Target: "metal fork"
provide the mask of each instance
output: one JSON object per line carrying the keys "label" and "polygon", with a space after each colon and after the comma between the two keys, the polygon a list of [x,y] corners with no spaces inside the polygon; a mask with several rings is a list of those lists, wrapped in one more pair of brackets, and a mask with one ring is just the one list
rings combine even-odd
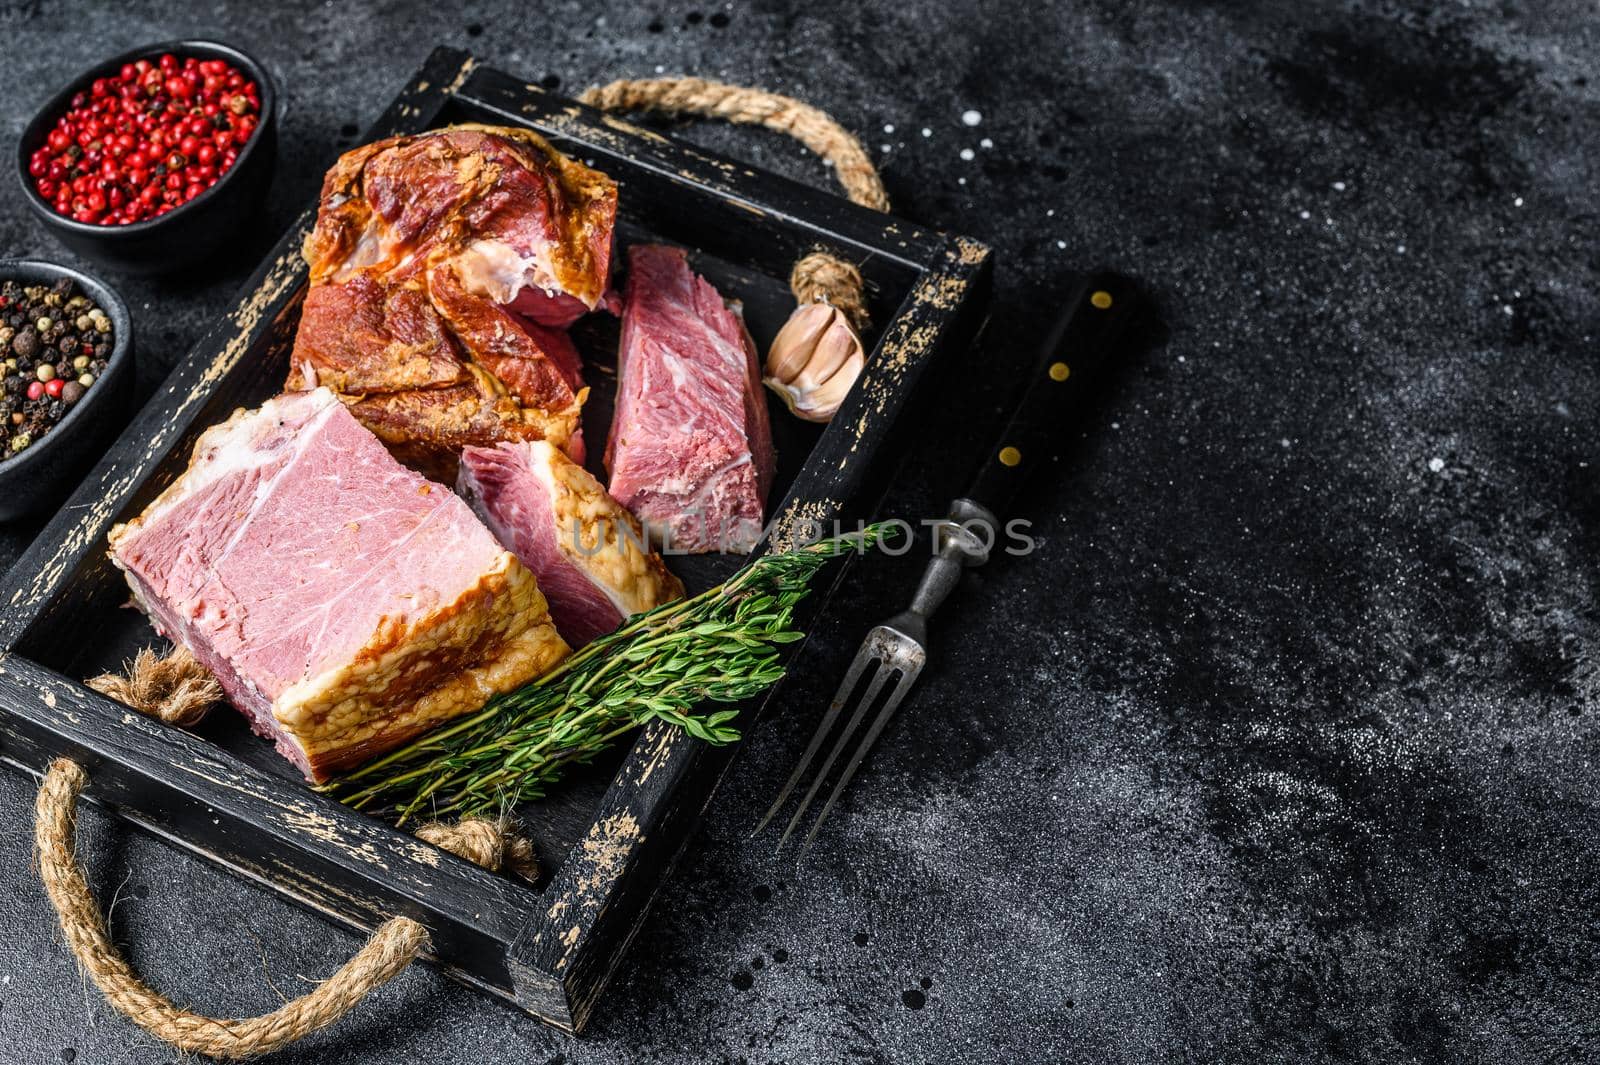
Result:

-*-*-

Your instructions :: In the listing above, find the line holding "provide the mask of each instance" and the line holding "output: one JSON", then output those two lines and every line between them exactly.

Response for this exercise ::
provide the mask of each instance
output: one JSON object per line carrying the keys "label" and "polygon", with a space after each colon and after the comma between the two keys, the polygon a list of [x,y] corners with no spaces inside the polygon; a mask with several rings is a list of those lists, wrapped in one more pair of brackets, and a mask with one ring is just the one list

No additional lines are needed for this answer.